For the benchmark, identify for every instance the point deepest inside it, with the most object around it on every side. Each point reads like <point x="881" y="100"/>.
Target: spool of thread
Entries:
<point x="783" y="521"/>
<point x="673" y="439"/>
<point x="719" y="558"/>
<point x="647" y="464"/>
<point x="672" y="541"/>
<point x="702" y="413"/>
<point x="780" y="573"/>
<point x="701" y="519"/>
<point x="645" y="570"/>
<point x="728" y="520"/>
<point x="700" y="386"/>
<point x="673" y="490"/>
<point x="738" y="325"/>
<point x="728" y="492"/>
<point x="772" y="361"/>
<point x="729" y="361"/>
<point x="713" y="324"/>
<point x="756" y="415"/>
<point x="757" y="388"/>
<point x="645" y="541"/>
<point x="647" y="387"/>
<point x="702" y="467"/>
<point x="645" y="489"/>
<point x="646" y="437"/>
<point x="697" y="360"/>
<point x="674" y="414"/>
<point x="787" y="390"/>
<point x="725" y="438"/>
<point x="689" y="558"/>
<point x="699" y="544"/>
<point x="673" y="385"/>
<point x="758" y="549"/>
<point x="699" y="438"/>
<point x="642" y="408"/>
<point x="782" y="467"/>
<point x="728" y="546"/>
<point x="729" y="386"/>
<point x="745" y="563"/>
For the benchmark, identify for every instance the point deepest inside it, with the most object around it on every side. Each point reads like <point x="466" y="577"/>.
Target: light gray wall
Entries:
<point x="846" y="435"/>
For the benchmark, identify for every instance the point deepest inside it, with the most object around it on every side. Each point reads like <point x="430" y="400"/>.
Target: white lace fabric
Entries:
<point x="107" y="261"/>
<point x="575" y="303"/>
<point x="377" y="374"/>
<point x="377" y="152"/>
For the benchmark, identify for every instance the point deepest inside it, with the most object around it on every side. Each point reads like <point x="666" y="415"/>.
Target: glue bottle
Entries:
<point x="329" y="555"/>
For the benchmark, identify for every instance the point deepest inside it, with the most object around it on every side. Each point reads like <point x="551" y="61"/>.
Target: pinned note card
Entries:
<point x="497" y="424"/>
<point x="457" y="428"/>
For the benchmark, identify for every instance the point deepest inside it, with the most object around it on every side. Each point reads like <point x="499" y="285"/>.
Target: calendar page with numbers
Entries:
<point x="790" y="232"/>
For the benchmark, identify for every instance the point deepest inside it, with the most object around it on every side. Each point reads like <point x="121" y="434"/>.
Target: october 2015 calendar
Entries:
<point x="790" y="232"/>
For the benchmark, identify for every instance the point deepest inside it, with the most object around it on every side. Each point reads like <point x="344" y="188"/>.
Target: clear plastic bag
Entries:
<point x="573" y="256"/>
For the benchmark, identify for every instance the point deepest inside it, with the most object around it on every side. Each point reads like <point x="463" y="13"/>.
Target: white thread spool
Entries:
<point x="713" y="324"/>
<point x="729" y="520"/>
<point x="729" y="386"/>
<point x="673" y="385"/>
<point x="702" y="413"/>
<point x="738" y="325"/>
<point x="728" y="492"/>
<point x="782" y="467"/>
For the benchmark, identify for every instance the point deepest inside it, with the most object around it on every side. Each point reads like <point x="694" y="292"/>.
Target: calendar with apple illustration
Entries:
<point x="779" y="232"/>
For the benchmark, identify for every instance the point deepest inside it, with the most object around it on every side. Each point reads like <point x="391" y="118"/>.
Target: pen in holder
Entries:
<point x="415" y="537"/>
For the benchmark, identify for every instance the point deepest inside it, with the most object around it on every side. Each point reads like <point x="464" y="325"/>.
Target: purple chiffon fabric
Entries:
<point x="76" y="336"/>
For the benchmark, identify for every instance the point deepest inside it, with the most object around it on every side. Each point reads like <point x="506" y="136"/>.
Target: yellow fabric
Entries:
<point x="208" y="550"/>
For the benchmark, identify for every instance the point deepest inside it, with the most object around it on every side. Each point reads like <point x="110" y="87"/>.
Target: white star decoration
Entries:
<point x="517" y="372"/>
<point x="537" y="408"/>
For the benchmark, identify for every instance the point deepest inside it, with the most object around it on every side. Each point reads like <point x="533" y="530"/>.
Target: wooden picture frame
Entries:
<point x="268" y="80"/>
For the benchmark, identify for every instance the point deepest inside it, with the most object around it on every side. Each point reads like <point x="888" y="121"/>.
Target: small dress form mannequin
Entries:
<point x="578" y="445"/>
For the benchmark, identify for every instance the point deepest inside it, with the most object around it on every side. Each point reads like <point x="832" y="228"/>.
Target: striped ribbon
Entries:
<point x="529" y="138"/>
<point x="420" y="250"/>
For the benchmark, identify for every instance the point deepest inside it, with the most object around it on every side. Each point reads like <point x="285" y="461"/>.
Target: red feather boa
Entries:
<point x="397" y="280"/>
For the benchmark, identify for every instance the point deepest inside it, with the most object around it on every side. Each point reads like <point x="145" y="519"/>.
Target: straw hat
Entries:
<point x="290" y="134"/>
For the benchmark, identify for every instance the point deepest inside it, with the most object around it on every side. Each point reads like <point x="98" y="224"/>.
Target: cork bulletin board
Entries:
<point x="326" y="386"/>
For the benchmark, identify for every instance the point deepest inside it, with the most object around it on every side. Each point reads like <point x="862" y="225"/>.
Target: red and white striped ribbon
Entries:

___

◆ **Set problem**:
Which lines of the material above contain the word "calendar"? Collect each of them, copied in full.

◆ **Full response**:
Target: calendar page with numbers
Target: october 2015 calendar
Target: calendar with apple illustration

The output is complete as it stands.